(WHAT IS BEING ASKED): The records are to be copied exactly and in full.

(SUPPLIED RECORDS):

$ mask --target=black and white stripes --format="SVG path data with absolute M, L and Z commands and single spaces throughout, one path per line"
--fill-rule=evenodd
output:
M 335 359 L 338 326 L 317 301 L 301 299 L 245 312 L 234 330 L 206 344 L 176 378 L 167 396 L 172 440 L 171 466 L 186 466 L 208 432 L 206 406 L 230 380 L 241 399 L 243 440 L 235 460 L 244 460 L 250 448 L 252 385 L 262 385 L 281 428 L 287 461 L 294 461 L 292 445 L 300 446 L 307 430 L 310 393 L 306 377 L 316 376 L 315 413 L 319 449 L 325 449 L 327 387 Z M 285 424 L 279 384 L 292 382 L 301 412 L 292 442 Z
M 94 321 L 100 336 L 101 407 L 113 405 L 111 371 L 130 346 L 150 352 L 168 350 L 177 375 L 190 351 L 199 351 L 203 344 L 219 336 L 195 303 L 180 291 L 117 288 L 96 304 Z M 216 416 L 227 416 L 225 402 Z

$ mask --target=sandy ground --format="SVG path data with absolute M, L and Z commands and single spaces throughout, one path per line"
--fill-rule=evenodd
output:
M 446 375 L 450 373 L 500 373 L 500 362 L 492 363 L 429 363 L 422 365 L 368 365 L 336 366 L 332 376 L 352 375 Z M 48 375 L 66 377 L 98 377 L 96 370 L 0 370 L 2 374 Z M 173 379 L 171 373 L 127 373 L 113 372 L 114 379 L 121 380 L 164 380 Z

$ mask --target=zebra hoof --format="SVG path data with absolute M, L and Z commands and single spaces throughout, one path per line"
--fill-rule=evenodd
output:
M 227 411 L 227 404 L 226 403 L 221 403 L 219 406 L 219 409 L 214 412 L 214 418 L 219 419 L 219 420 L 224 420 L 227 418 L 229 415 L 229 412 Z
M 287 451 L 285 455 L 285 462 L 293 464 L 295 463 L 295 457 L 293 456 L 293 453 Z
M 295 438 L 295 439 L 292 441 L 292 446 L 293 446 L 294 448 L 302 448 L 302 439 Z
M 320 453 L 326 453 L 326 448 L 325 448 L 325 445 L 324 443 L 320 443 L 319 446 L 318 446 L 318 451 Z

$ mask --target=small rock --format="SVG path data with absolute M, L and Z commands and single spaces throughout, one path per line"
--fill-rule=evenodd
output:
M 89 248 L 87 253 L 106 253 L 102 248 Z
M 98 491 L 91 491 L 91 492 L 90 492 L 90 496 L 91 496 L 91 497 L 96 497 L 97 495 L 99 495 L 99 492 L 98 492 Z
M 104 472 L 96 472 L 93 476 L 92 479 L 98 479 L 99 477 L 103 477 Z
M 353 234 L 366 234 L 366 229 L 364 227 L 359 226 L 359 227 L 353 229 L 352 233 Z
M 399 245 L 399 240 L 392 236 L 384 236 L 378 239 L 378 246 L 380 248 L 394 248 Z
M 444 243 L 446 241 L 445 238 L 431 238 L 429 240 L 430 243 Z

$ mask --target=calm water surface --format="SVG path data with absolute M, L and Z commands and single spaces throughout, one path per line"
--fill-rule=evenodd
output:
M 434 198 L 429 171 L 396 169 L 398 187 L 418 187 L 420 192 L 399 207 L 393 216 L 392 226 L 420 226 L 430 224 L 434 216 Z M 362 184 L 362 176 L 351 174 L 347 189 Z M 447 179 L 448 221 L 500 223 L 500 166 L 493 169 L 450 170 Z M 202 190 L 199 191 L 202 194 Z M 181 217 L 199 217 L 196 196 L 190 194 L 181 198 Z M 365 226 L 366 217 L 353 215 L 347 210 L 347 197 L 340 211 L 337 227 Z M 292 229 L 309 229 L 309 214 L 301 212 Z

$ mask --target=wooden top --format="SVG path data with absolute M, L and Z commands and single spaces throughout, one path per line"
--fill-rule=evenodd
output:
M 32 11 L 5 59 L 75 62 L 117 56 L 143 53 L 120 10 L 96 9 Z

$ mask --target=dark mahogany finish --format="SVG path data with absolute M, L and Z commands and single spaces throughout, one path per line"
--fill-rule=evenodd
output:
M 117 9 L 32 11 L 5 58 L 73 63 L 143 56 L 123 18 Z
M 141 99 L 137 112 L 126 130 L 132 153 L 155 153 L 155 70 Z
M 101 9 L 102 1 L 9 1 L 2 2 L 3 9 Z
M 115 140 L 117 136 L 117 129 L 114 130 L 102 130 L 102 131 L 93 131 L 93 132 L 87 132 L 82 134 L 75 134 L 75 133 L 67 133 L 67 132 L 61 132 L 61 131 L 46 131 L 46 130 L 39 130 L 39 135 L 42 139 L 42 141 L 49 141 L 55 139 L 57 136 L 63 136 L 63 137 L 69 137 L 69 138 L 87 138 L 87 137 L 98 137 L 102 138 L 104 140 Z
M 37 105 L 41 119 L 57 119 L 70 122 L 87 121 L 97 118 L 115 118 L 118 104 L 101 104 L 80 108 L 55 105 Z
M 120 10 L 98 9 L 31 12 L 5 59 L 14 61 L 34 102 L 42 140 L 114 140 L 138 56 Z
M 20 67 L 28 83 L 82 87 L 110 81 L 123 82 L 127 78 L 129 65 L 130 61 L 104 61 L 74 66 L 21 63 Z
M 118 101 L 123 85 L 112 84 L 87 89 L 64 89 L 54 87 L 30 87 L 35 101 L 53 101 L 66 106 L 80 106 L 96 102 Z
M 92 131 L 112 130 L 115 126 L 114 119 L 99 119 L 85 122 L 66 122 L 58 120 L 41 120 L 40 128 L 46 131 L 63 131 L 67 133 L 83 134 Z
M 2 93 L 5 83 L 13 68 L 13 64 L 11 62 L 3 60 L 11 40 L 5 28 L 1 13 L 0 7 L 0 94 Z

(WRITTEN SOLUTION):
$ mask --target=black and white stripes --format="SVG path data with absolute M, L and Z commands and single spaces throughout, one path per line"
--fill-rule=evenodd
output:
M 335 359 L 338 326 L 317 301 L 301 299 L 245 312 L 234 330 L 206 344 L 176 378 L 167 396 L 172 440 L 171 466 L 186 466 L 208 432 L 206 406 L 230 380 L 241 399 L 243 440 L 235 460 L 244 460 L 250 448 L 252 385 L 262 385 L 281 428 L 287 461 L 294 461 L 292 445 L 300 446 L 307 430 L 310 393 L 306 377 L 316 376 L 315 413 L 319 449 L 325 449 L 327 387 Z M 285 424 L 279 384 L 292 382 L 301 412 L 292 442 Z
M 94 321 L 100 336 L 101 407 L 113 405 L 111 371 L 130 346 L 150 352 L 168 350 L 177 375 L 190 351 L 199 351 L 203 344 L 219 336 L 195 303 L 180 291 L 117 288 L 96 304 Z M 216 416 L 227 416 L 225 402 Z

$ mask --target=sandy ground --format="SVG path data with absolute M, L and Z commands and single spaces throughout, one path per line"
--fill-rule=evenodd
output:
M 446 375 L 450 373 L 500 373 L 500 362 L 492 363 L 429 363 L 422 365 L 368 365 L 336 366 L 332 376 L 352 375 Z M 48 375 L 66 377 L 98 377 L 96 370 L 0 370 L 2 374 Z M 173 379 L 171 373 L 127 373 L 113 372 L 114 379 L 121 380 L 164 380 Z

$ mask --target=zebra hoof --format="SVG path data with absolute M, L and Z commands and single spaces throughout, one path per line"
--fill-rule=evenodd
output:
M 227 411 L 227 404 L 226 403 L 221 403 L 219 406 L 219 409 L 214 412 L 214 418 L 219 419 L 219 420 L 224 420 L 227 418 L 229 415 L 229 412 Z
M 287 451 L 285 455 L 285 462 L 293 464 L 295 463 L 295 457 L 293 456 L 293 453 Z
M 295 438 L 295 439 L 292 441 L 292 446 L 293 446 L 294 448 L 302 448 L 302 439 Z
M 320 453 L 326 453 L 326 448 L 325 448 L 325 445 L 324 443 L 320 443 L 319 446 L 318 446 L 318 451 Z

$ mask --target=small rock --format="SVG path data with absolute M, L and Z commands and single spaces throughout, one path per line"
--fill-rule=evenodd
output:
M 89 248 L 87 253 L 106 253 L 102 248 Z
M 98 491 L 91 491 L 91 492 L 90 492 L 90 496 L 91 496 L 91 497 L 96 497 L 97 495 L 99 495 L 99 492 L 98 492 Z
M 104 472 L 96 472 L 93 476 L 92 479 L 98 479 L 99 477 L 103 477 Z
M 353 234 L 366 234 L 366 229 L 364 227 L 359 226 L 359 227 L 353 229 L 352 233 Z
M 399 245 L 399 240 L 392 236 L 384 236 L 378 239 L 378 246 L 380 248 L 394 248 Z
M 444 243 L 446 241 L 445 238 L 431 238 L 429 240 L 430 243 Z

$ mask --target=calm water surface --format="SVG path data with absolute M, L and Z commands and single spaces throughout, one path per line"
--fill-rule=evenodd
output:
M 434 198 L 429 171 L 396 169 L 398 187 L 418 187 L 420 192 L 399 207 L 393 216 L 392 226 L 420 226 L 430 224 L 434 216 Z M 362 184 L 362 176 L 351 174 L 347 189 Z M 447 179 L 448 221 L 500 223 L 500 166 L 493 169 L 450 170 Z M 202 190 L 199 191 L 202 194 Z M 181 217 L 199 217 L 196 196 L 190 194 L 181 198 Z M 365 226 L 366 217 L 353 215 L 347 210 L 347 197 L 340 211 L 337 227 Z M 292 229 L 309 229 L 309 214 L 301 212 Z

$ mask --target=wooden top --format="SVG path data with absolute M, L and Z commands and single spaces throughout, one path per line"
--fill-rule=evenodd
output:
M 32 11 L 5 59 L 75 62 L 117 56 L 143 53 L 120 10 L 96 9 Z

$ mask --target=dark mahogany finish --format="SVG path data with absolute M, L and Z commands and single spaces throughout, one path per line"
--fill-rule=evenodd
output:
M 117 9 L 32 11 L 5 58 L 73 63 L 143 56 L 123 18 Z
M 141 99 L 137 112 L 126 130 L 132 153 L 155 153 L 155 70 Z
M 101 9 L 102 1 L 9 1 L 2 2 L 3 9 Z
M 115 140 L 117 136 L 117 129 L 114 130 L 102 130 L 102 131 L 93 131 L 93 132 L 87 132 L 82 134 L 75 134 L 75 133 L 67 133 L 67 132 L 61 132 L 61 131 L 46 131 L 46 130 L 39 130 L 39 135 L 42 139 L 42 141 L 49 141 L 55 139 L 57 136 L 63 136 L 63 137 L 69 137 L 69 138 L 87 138 L 87 137 L 98 137 L 102 138 L 104 140 Z
M 37 105 L 41 119 L 57 119 L 70 122 L 87 121 L 97 118 L 115 118 L 118 104 L 101 104 L 80 108 L 55 105 Z
M 120 10 L 98 9 L 31 12 L 5 59 L 14 61 L 34 102 L 42 140 L 114 140 L 138 56 Z
M 20 67 L 28 83 L 82 87 L 110 81 L 123 82 L 127 78 L 129 65 L 130 61 L 104 61 L 74 66 L 21 63 Z
M 118 101 L 123 85 L 112 84 L 87 89 L 64 89 L 54 87 L 30 87 L 35 101 L 53 101 L 66 106 L 80 106 L 96 102 Z
M 92 131 L 112 130 L 115 126 L 114 119 L 99 119 L 85 122 L 66 122 L 58 120 L 41 120 L 40 128 L 46 131 L 63 131 L 67 133 L 83 134 Z
M 2 93 L 5 83 L 13 68 L 13 64 L 11 62 L 3 60 L 11 40 L 5 28 L 1 13 L 0 7 L 0 94 Z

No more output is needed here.